Given data: Begin
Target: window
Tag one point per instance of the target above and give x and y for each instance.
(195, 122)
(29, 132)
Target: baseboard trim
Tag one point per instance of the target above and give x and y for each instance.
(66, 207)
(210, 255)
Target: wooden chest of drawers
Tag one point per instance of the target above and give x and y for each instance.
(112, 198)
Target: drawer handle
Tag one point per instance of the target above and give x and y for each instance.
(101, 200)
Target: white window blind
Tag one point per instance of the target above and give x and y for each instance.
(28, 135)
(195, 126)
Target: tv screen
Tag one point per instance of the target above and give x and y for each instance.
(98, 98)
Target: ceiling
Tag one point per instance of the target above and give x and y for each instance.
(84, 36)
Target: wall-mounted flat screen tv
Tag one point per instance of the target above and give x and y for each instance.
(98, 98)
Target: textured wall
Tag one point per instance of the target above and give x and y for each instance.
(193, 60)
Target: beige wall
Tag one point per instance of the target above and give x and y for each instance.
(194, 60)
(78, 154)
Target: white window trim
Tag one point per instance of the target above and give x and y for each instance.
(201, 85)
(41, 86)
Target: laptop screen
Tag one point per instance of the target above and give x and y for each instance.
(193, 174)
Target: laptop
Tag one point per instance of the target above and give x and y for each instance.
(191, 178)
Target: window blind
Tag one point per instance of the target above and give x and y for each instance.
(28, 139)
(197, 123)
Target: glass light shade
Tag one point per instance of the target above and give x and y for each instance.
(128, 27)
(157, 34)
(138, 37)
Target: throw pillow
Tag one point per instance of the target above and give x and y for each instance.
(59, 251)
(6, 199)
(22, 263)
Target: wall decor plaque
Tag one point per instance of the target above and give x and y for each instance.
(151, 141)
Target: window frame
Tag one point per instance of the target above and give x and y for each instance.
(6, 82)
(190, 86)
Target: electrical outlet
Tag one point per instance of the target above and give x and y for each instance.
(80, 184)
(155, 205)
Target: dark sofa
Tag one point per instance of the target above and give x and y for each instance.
Given data: End
(Assignment): Pull out every line in the data above that has the word "window".

(Exercise response):
Target: window
Target: white window blind
Target: white window trim
Target: window blind
Target: window frame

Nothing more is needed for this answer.